---------- Material shown

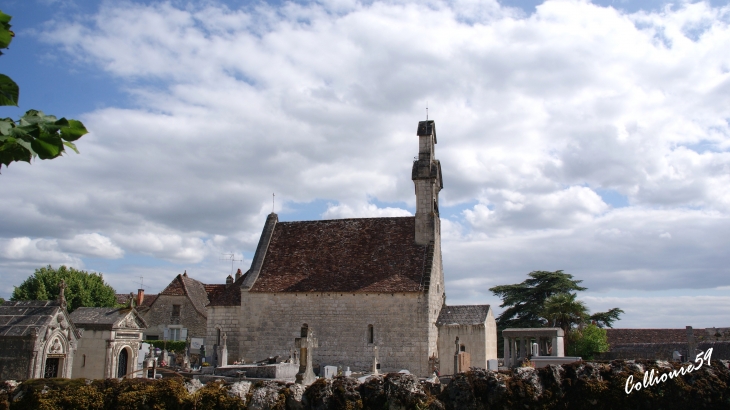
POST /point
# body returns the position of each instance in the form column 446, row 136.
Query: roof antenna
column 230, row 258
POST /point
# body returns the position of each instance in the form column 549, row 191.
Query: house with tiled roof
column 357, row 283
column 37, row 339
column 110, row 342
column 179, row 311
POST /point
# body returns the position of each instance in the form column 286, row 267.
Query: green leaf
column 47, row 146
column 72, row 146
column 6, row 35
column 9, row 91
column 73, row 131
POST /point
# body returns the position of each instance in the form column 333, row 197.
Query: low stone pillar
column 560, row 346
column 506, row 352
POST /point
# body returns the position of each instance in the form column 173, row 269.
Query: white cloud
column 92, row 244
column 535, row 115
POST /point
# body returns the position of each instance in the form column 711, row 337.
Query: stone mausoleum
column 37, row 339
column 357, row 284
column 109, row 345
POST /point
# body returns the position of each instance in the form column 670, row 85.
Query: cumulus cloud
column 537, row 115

--------------------
---------- Material shown

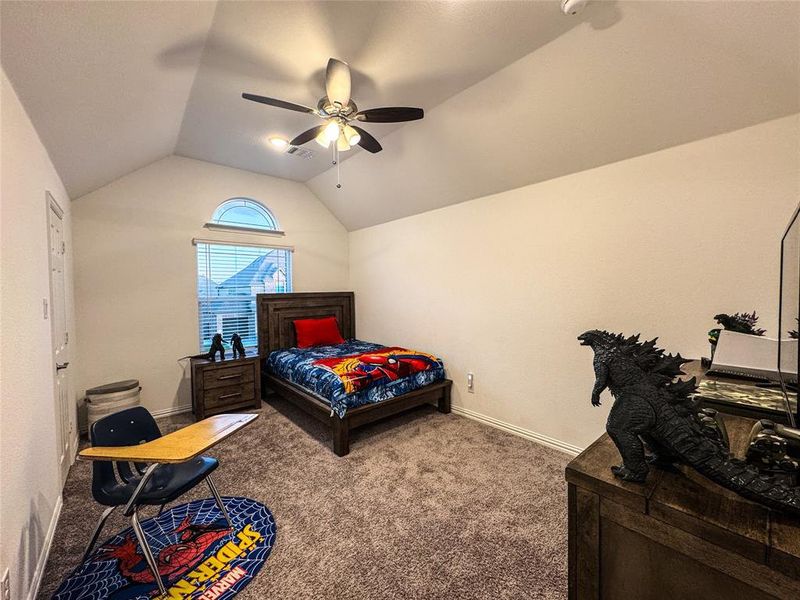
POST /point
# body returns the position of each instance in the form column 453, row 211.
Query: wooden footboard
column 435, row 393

--------------------

◆ **Task requirements**
Return every line of the preceding records in which the word "position" appears.

◆ **Answer to this problem**
# body returns the position of each instance in the form column 446, row 136.
# body returns the position of each instance in the form column 549, row 191.
# body returns the position of each instance in the form column 286, row 267.
# body returns the position of each instance in the form column 333, row 197.
# body returns the position of each instance in the form column 173, row 269.
# body returns the position of each instance in the form column 711, row 337.
# body returns the position of each instance in the form column 670, row 85.
# body returns the position of each instance in the form column 453, row 211.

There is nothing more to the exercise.